HI, I’M SPANISH. CAN I KISS YOU? - Tokyo
Bongore 2008
In this work, as in Hola, soy español ¿Puedo besarte? (Hi, I'm Spanish. Can I kiss you?) (Tokyo 2008, video documenting the action, 8 min., 23 sec.,Japan), Bongore abruptly confronts us with a study of meetings, making us feel and converse with others, forming a connection that neither rejects nor conceals the wounds, scars, contradictions and difficulties characteristic of each culture, and of intercultural relations. In the second work, produced in Tokyo, the artist respectfully, in an almost ritual gesture, investigates apparently subtle cultural differences by requesting a kiss of greeting, so common in western Europe but so alien to everyday Japan, as demonstrated by the young people of the country.
Thus in this artist's work we witness the capturing of the history's inscription in social customs, with all their beauty, their dignity and their simplicity, with the weight of the everyday present in the gaze of their protagonists, whose habits show the historical layers partaken in by their contemporary spirits. And in them we see how images may exceed the channels that link them to the worldly circuits of mere consumption, which demand that they almost immediately be discarded and be politically and ethically indifferent.
But in Bongore's case, this almost tactile documentary filming of the problems addressed leads him to explore the fact that events never manifest themselves without the form that presents them to the gaze of others, as has been well understood by design and advertising: hence his work in progress, such as Anuncio Falsificado. Limpiando mi adidas blancas de negro (Fake advert. Cleaning my white Adidas shoes black). (Dakar-Senegal, 2009), which highlights the new complications and indifference of certain representations in this media age.

▸ ENTRIES PROVIDED:
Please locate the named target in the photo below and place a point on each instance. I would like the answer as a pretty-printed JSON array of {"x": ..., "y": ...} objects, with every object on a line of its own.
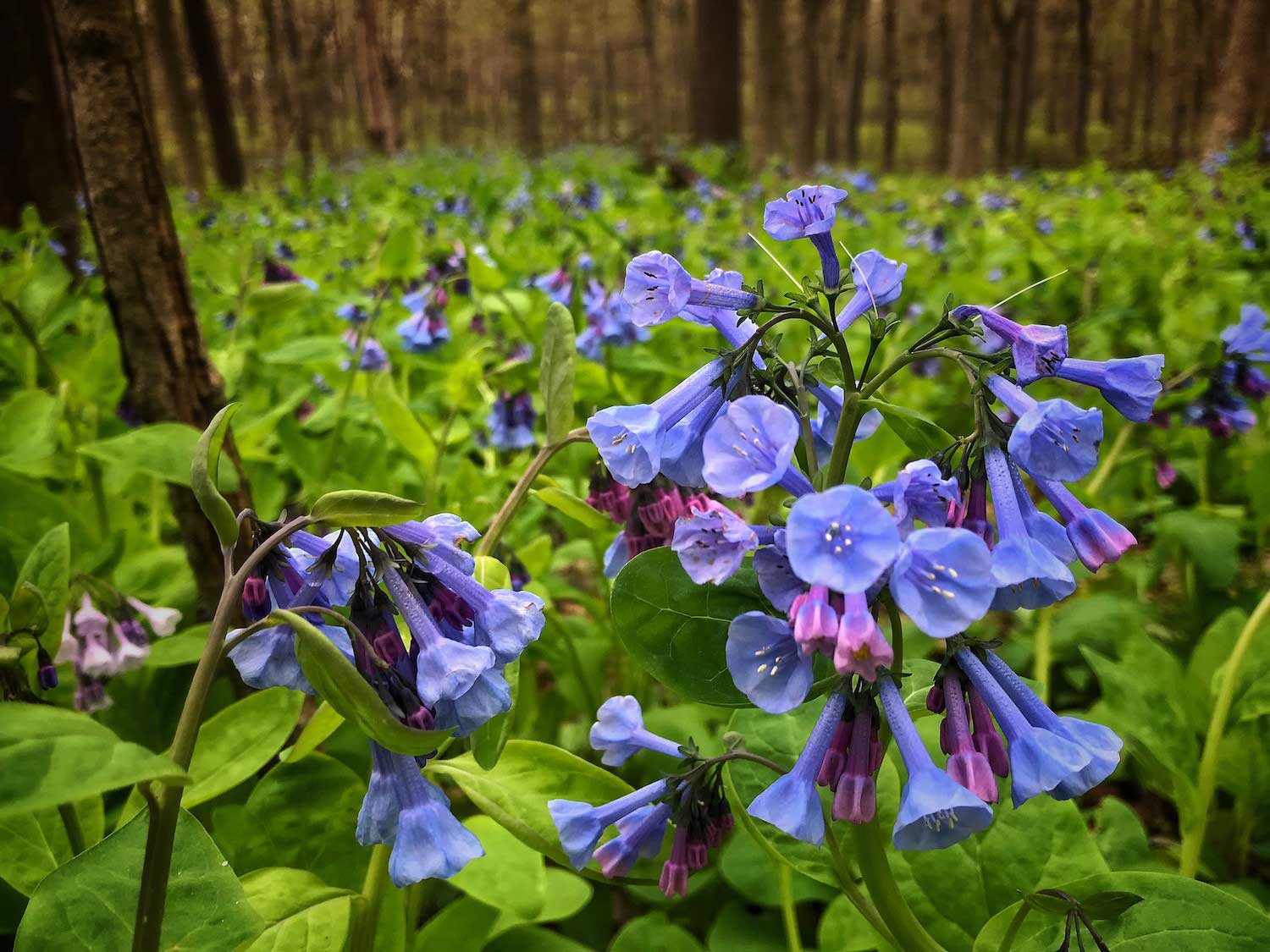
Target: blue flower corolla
[
  {"x": 1250, "y": 338},
  {"x": 1026, "y": 574},
  {"x": 1096, "y": 537},
  {"x": 935, "y": 812},
  {"x": 766, "y": 663},
  {"x": 919, "y": 493},
  {"x": 792, "y": 802},
  {"x": 1038, "y": 349},
  {"x": 640, "y": 834},
  {"x": 751, "y": 447},
  {"x": 1130, "y": 385},
  {"x": 444, "y": 669},
  {"x": 878, "y": 279},
  {"x": 1100, "y": 743},
  {"x": 711, "y": 543},
  {"x": 581, "y": 825},
  {"x": 406, "y": 810},
  {"x": 658, "y": 289},
  {"x": 1041, "y": 759},
  {"x": 630, "y": 439},
  {"x": 842, "y": 538},
  {"x": 619, "y": 733},
  {"x": 1052, "y": 439},
  {"x": 808, "y": 212},
  {"x": 942, "y": 581}
]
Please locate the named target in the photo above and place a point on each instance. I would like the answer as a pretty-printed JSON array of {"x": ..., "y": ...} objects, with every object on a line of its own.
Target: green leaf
[
  {"x": 1176, "y": 913},
  {"x": 35, "y": 845},
  {"x": 555, "y": 371},
  {"x": 922, "y": 437},
  {"x": 203, "y": 472},
  {"x": 340, "y": 685},
  {"x": 508, "y": 876},
  {"x": 50, "y": 756},
  {"x": 91, "y": 901},
  {"x": 304, "y": 914},
  {"x": 516, "y": 792},
  {"x": 678, "y": 630},
  {"x": 48, "y": 570},
  {"x": 572, "y": 507},
  {"x": 356, "y": 507}
]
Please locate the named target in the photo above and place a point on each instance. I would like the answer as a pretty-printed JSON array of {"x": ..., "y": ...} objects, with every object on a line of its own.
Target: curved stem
[{"x": 1193, "y": 838}]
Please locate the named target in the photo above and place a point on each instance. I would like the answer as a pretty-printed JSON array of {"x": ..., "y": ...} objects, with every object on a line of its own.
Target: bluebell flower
[
  {"x": 878, "y": 281},
  {"x": 766, "y": 663},
  {"x": 751, "y": 447},
  {"x": 808, "y": 212},
  {"x": 711, "y": 543},
  {"x": 1039, "y": 758},
  {"x": 792, "y": 802},
  {"x": 842, "y": 538},
  {"x": 935, "y": 812},
  {"x": 1130, "y": 385},
  {"x": 581, "y": 825},
  {"x": 1053, "y": 439},
  {"x": 406, "y": 810},
  {"x": 658, "y": 289},
  {"x": 942, "y": 581},
  {"x": 619, "y": 731},
  {"x": 1095, "y": 536},
  {"x": 1102, "y": 744},
  {"x": 1038, "y": 349}
]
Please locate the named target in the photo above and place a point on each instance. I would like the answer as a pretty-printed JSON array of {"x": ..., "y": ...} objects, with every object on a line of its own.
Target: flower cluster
[
  {"x": 102, "y": 644},
  {"x": 919, "y": 546},
  {"x": 442, "y": 672}
]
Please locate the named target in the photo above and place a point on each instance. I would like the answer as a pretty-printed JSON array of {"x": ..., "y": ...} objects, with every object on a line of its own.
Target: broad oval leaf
[{"x": 678, "y": 630}]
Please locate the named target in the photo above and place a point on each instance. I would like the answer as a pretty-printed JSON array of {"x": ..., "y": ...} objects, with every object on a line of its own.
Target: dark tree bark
[
  {"x": 146, "y": 289},
  {"x": 1237, "y": 94},
  {"x": 716, "y": 71},
  {"x": 528, "y": 106},
  {"x": 215, "y": 84},
  {"x": 889, "y": 86},
  {"x": 180, "y": 107},
  {"x": 1084, "y": 76},
  {"x": 36, "y": 165}
]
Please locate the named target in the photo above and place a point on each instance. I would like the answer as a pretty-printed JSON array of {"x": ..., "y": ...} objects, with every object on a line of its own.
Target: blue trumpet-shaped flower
[
  {"x": 1041, "y": 759},
  {"x": 1100, "y": 743},
  {"x": 619, "y": 731},
  {"x": 792, "y": 802},
  {"x": 581, "y": 825},
  {"x": 766, "y": 663},
  {"x": 935, "y": 812},
  {"x": 842, "y": 538},
  {"x": 751, "y": 447},
  {"x": 808, "y": 212},
  {"x": 1053, "y": 439}
]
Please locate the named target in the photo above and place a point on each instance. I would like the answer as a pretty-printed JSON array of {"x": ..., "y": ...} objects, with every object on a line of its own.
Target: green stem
[
  {"x": 373, "y": 894},
  {"x": 1193, "y": 838},
  {"x": 74, "y": 834},
  {"x": 521, "y": 489},
  {"x": 789, "y": 913}
]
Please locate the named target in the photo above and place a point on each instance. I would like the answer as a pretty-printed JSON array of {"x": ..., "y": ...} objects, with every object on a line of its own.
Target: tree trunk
[
  {"x": 889, "y": 86},
  {"x": 36, "y": 165},
  {"x": 215, "y": 84},
  {"x": 716, "y": 73},
  {"x": 146, "y": 289},
  {"x": 180, "y": 107},
  {"x": 1084, "y": 76},
  {"x": 772, "y": 88},
  {"x": 1236, "y": 96},
  {"x": 528, "y": 106}
]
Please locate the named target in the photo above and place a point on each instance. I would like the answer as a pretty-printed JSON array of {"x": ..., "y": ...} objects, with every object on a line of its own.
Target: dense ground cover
[{"x": 348, "y": 378}]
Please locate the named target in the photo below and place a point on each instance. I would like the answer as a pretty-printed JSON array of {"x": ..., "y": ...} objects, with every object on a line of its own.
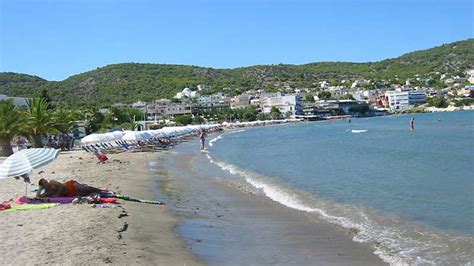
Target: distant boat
[{"x": 359, "y": 130}]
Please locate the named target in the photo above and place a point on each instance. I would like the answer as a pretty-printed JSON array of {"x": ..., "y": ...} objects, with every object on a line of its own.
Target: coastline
[
  {"x": 225, "y": 224},
  {"x": 126, "y": 233}
]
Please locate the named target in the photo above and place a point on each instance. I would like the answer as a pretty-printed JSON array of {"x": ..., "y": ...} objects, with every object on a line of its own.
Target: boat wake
[
  {"x": 356, "y": 131},
  {"x": 211, "y": 142}
]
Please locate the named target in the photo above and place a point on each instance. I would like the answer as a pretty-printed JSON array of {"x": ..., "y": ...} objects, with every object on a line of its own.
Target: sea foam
[{"x": 391, "y": 243}]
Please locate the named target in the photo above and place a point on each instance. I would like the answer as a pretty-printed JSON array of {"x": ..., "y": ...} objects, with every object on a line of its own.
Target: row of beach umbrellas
[{"x": 127, "y": 135}]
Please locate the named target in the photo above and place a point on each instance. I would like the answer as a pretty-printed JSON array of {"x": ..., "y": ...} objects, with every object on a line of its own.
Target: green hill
[{"x": 131, "y": 82}]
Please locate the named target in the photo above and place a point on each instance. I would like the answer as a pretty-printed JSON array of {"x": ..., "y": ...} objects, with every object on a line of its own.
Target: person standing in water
[{"x": 202, "y": 138}]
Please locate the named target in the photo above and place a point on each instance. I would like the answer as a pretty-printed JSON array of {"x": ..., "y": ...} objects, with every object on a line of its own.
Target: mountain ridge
[{"x": 129, "y": 82}]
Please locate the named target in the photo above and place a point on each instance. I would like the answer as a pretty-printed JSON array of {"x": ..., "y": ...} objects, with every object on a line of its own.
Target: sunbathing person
[
  {"x": 70, "y": 188},
  {"x": 51, "y": 189}
]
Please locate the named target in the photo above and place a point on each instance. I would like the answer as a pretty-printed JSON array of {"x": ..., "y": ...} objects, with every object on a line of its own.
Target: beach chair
[{"x": 102, "y": 157}]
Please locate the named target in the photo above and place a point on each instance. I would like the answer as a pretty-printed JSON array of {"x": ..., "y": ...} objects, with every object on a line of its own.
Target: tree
[
  {"x": 43, "y": 94},
  {"x": 63, "y": 119},
  {"x": 198, "y": 120},
  {"x": 347, "y": 97},
  {"x": 40, "y": 121},
  {"x": 11, "y": 125},
  {"x": 275, "y": 113}
]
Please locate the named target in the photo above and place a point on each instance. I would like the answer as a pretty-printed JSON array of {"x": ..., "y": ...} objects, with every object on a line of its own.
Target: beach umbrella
[{"x": 25, "y": 161}]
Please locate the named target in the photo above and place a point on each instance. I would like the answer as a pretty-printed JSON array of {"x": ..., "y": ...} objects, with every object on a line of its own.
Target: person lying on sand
[
  {"x": 70, "y": 188},
  {"x": 26, "y": 178}
]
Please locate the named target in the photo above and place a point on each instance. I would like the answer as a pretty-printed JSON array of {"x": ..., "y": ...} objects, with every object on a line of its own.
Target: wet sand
[
  {"x": 225, "y": 224},
  {"x": 128, "y": 233}
]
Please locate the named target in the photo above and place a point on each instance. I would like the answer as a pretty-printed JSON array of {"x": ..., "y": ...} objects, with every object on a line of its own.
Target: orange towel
[{"x": 71, "y": 189}]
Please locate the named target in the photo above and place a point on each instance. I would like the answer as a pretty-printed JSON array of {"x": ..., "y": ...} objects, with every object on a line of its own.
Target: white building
[
  {"x": 403, "y": 100},
  {"x": 240, "y": 101},
  {"x": 187, "y": 93},
  {"x": 285, "y": 104},
  {"x": 213, "y": 100},
  {"x": 204, "y": 87}
]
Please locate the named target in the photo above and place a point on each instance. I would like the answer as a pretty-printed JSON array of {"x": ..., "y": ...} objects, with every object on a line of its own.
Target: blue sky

▸ WHAT YOU WILL DO:
- a) Write out the passage on Bongore's work from "But in Bongore's" up to and including "this media age.".
- b) Answer these questions from the passage on Bongore's work:
(i) In which city and year was the kiss video produced?
(ii) How long does the video documenting that action run?
(iii) Where and in what year was Anuncio Falsificado made?
- c) Continue the passage on Bongore's work beyond its final sentence.

▸ RESULTS OF THE TASKS:
- a)
But in Bongore's case, this almost tactile documentary filming of the problems addressed leads him to explore the fact that events never manifest themselves without the form that presents them to the gaze of others, as has been well understood by design and advertising: hence his work in progress, such as Anuncio Falsificado. Limpiando mi adidas blancas de negro (Fake advert. Cleaning my white Adidas shoes black). (Dakar-Senegal, 2009), which highlights the new complications and indifference of certain representations in this media age.

- b)
(i) Tokyo, 2008.
(ii) 8 minutes and 23 seconds.
(iii) Dakar, Senegal, in 2009.

- c)
Because of all this, because of the alternative he offers, Bongore gets away from an aesthetic tradition inherited from intellectuals such as Flaubert, Scott or Nerval, who created constipated works when they referred to other cultures, in their cases the East, for their political views of reality accentuated the difference between the familiar (Europe, the West, “us”) and the foreign (The East, “them”[4]).
Lynda E. Avendaño Santana[5]
Art Historian
Madrid-Spain. July 2009
[1] José Luis Aguilera Castrillo
[2] Location Chosen Keeping in mind that form 1536, when the first slave House was built, it was an important enclave for the transatlantic slave trade, and from which millions of Africans were taken to America; the former French colony in Africa which has retained most economic, political and Cultural links with France; a country that has contributed no small number of legal and illegal migrants to Europe. It is now know that the boats built in this area are likely to be used for emigration to the Canary Islands. The new boats are reckoned to be bigger than the older ones; which is grounds for believing that they are not for fishing. “An underage Senegalese told h is parents in a Canary island newspaper: “Here I'm given food several times a day, and they even let me hand out yoghourt!” Another, form a centre for minors, said, “At weekends they give me 10 Euros to have fun with.” The lad sends the money to his parents. Ten Euros is equivalent to 6500 CFA francs, which is more than adults get in a month”. Bárbulo, Thomas (special correspondent). Senegal puts the number of boats ready for emigrants at 15.000. The new boats are much bigger then fishing boats.www.elpais.com, Dakar-Senegal, 09/07/2006.
[3] Borradori, Giovanna. La Filosofía en una Época de terror (Philosophy in an Age of Terror). Dialogues with Jünger Habermas and Jacques Derrida, Taurus. Navalcarnero-Spain. October 2003, p.43.
[4] Said. Edward W. Orientalismo (Orientalism), Editorial Debols!llo, Barcelona-Spain, 2006, p.73.